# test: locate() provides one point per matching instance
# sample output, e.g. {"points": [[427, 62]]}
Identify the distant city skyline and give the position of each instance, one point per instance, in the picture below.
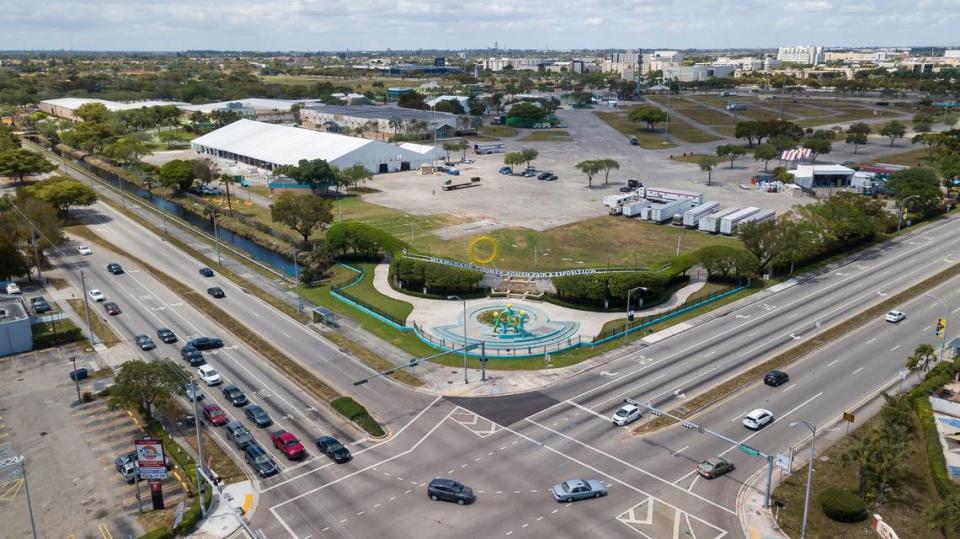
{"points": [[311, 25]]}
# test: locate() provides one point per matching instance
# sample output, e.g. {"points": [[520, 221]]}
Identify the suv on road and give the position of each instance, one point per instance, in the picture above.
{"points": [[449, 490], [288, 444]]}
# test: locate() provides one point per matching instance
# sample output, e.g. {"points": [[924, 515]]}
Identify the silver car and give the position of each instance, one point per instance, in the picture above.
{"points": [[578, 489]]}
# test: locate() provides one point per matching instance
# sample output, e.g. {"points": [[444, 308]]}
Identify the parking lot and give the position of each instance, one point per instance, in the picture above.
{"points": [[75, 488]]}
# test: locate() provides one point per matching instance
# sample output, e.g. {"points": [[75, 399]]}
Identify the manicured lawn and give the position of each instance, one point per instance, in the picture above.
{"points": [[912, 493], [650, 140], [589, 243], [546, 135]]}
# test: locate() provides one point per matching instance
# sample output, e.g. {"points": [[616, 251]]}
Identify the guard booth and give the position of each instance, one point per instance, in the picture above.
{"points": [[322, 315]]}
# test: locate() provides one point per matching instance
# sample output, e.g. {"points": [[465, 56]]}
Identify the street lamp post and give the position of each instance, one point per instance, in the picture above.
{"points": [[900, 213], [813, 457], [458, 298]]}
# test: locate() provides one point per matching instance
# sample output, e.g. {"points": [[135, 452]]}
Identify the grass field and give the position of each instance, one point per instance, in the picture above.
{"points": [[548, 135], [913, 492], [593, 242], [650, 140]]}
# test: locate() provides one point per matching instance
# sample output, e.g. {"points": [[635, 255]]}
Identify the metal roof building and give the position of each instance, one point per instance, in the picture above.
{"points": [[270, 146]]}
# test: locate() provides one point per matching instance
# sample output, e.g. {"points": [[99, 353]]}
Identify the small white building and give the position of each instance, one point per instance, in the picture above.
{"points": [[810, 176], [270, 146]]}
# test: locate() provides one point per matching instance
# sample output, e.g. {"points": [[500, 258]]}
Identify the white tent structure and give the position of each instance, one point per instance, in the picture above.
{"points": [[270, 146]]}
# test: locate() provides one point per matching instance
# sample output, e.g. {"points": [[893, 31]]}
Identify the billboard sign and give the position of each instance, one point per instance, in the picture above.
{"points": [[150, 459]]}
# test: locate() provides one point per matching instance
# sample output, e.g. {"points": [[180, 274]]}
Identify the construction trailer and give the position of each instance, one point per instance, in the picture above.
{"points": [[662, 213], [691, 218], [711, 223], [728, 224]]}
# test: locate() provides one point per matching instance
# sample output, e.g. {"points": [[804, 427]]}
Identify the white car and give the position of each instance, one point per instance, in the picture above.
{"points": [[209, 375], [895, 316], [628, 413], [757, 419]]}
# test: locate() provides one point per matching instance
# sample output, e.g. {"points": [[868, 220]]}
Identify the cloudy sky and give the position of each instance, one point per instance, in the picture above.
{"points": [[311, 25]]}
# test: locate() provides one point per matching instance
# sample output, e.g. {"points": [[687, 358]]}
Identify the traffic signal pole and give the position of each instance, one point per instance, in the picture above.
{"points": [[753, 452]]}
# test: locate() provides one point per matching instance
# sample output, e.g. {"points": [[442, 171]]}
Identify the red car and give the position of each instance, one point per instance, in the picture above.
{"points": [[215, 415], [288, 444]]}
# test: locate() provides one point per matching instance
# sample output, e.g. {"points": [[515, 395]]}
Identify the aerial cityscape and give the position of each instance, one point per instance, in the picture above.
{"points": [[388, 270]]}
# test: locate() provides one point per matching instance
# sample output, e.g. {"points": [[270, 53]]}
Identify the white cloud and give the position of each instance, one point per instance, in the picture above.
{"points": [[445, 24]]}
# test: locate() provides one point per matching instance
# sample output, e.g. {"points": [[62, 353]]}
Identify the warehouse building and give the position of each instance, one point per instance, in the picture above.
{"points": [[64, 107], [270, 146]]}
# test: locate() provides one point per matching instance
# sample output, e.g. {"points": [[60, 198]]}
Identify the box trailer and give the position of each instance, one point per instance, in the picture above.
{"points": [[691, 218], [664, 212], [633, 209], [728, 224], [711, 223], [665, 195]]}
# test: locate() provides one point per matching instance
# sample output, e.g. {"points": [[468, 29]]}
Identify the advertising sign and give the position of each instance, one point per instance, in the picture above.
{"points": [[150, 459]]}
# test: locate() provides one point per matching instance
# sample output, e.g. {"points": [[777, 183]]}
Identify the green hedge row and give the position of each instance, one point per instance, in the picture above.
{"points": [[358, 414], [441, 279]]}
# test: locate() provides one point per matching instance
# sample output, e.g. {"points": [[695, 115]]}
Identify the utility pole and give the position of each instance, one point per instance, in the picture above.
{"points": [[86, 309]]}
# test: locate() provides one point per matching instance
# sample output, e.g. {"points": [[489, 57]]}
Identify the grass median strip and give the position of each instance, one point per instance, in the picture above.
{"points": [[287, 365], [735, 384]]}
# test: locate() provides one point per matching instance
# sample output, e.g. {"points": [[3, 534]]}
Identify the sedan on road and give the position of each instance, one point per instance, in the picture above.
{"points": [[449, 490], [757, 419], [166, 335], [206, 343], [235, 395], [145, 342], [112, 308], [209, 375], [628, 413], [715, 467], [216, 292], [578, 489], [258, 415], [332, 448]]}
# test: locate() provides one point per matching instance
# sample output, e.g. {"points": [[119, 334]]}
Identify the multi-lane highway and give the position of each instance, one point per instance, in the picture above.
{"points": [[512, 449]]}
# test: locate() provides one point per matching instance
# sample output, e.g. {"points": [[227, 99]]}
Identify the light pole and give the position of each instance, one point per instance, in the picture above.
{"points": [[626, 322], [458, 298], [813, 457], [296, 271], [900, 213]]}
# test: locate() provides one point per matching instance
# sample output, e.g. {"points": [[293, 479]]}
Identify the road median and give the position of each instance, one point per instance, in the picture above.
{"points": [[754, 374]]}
◆ ◆ ◆
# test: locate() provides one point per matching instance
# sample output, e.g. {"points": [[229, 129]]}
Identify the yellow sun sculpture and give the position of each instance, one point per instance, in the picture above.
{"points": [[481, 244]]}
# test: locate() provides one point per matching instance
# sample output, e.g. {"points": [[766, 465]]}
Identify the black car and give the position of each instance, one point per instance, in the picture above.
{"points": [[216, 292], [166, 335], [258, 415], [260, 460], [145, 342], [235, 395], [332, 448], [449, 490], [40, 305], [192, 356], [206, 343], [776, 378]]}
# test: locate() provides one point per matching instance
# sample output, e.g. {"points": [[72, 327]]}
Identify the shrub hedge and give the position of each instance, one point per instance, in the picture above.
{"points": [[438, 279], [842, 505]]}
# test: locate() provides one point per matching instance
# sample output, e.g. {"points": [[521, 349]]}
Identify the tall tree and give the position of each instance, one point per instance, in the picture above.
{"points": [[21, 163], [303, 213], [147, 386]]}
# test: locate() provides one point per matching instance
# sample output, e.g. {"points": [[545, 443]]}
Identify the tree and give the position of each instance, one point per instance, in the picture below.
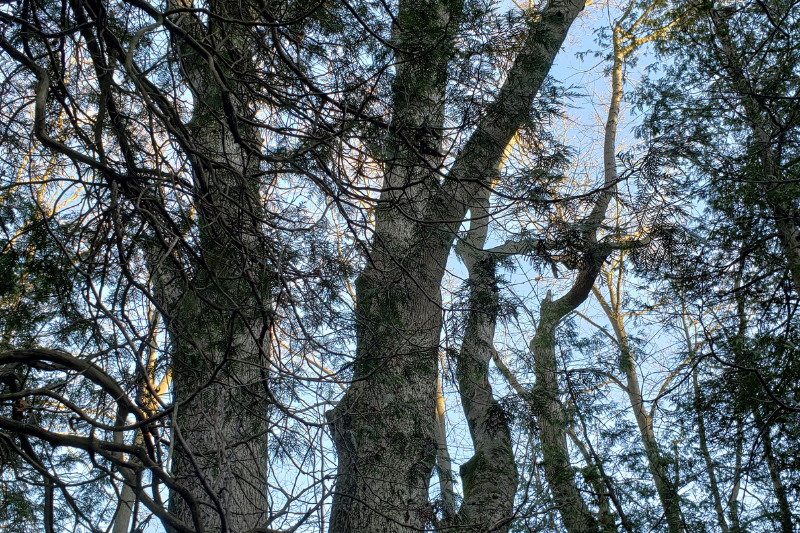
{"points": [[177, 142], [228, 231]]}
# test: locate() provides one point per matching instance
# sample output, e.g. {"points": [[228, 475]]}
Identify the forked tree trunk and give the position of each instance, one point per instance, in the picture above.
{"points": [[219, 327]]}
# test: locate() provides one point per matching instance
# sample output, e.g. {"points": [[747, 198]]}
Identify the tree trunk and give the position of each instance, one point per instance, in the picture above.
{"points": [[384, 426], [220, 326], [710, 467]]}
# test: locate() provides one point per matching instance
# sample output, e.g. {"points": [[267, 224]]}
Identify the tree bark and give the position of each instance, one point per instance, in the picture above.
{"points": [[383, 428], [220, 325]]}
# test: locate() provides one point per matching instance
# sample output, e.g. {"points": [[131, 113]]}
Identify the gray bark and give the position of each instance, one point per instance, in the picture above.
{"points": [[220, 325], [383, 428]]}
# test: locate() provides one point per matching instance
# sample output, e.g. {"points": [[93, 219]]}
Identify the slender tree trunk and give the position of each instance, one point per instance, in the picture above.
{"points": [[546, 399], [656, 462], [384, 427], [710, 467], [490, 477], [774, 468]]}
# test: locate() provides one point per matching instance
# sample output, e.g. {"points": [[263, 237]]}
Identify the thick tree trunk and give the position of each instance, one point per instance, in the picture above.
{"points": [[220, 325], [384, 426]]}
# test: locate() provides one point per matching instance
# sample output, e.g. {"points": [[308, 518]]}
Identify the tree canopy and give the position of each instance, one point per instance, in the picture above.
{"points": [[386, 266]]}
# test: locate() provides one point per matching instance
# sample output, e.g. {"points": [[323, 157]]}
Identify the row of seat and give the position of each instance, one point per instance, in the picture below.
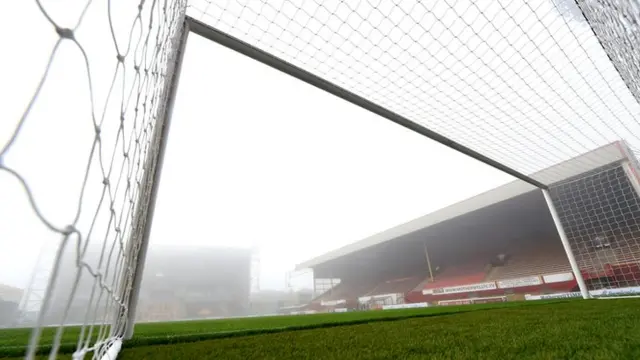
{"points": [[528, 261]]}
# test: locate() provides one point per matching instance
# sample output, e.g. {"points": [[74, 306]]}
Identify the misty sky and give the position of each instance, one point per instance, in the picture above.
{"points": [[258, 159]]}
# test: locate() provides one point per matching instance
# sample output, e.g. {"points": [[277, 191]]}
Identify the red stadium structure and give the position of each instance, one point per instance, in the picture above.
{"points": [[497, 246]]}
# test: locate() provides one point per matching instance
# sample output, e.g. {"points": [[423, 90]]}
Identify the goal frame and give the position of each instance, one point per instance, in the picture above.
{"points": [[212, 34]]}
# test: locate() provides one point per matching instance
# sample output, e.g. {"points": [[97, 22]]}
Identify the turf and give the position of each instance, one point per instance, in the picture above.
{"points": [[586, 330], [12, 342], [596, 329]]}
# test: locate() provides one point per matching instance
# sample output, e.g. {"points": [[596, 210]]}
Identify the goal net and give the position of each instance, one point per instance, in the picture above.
◆ ◆ ◆
# TASK STATEMENT
Which lines in the items above contain the word "pole"? Show each of those lines in full.

# PROBLEM SOLUTION
Identify the traffic signal pole and give the position of each instance, one point per instance, in the picture above.
Identify the utility pole and give the position of each instance, one point per instance, in the picture above.
Identify the light pole and give the position of each instance, one point per instance, in the picture above.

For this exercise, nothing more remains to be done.